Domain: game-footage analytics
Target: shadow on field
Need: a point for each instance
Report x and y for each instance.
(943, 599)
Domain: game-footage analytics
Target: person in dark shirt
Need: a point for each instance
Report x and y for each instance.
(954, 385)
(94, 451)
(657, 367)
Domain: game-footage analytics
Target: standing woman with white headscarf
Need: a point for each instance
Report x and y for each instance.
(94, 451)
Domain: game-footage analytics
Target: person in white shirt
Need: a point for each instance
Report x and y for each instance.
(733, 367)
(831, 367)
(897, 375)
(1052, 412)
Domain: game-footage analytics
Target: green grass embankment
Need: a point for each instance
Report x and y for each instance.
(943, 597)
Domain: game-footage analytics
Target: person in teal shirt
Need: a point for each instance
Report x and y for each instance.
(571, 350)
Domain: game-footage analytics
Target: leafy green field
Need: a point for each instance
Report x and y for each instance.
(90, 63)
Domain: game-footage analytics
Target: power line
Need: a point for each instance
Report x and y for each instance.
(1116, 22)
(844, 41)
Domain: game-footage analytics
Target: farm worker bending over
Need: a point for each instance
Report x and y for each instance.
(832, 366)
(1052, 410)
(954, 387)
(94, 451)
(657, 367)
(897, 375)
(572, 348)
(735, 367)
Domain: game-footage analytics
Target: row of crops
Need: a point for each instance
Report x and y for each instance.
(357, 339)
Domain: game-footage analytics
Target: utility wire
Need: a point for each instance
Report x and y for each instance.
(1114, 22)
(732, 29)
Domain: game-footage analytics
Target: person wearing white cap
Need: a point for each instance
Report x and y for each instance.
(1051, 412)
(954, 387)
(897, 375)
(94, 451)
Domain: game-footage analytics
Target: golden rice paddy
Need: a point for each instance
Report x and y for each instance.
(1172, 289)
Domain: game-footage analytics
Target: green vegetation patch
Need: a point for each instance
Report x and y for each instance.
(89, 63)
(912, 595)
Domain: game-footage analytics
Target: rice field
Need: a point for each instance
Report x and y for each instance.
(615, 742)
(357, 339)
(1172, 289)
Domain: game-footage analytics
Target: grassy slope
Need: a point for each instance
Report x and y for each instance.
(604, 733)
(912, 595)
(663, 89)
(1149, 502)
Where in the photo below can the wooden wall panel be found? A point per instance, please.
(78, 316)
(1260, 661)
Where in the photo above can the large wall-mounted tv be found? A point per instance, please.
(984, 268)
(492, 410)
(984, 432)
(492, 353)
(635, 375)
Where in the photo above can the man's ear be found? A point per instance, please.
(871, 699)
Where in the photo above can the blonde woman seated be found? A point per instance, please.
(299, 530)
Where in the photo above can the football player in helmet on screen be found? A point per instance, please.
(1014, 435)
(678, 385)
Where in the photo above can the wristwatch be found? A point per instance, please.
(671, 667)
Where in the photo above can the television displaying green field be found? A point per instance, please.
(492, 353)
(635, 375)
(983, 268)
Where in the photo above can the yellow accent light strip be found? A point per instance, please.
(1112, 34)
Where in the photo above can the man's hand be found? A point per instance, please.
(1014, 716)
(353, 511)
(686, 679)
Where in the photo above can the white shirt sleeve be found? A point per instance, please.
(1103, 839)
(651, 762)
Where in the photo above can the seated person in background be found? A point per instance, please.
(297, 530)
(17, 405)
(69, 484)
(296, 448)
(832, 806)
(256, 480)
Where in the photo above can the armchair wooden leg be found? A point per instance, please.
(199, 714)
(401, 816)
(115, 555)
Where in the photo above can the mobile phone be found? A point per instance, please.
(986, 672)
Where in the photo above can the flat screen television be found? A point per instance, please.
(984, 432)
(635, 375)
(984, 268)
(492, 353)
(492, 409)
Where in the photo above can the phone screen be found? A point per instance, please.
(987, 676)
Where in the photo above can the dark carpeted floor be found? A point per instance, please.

+---+

* Work item *
State only how many lines in the material include "rice".

* Answer box *
2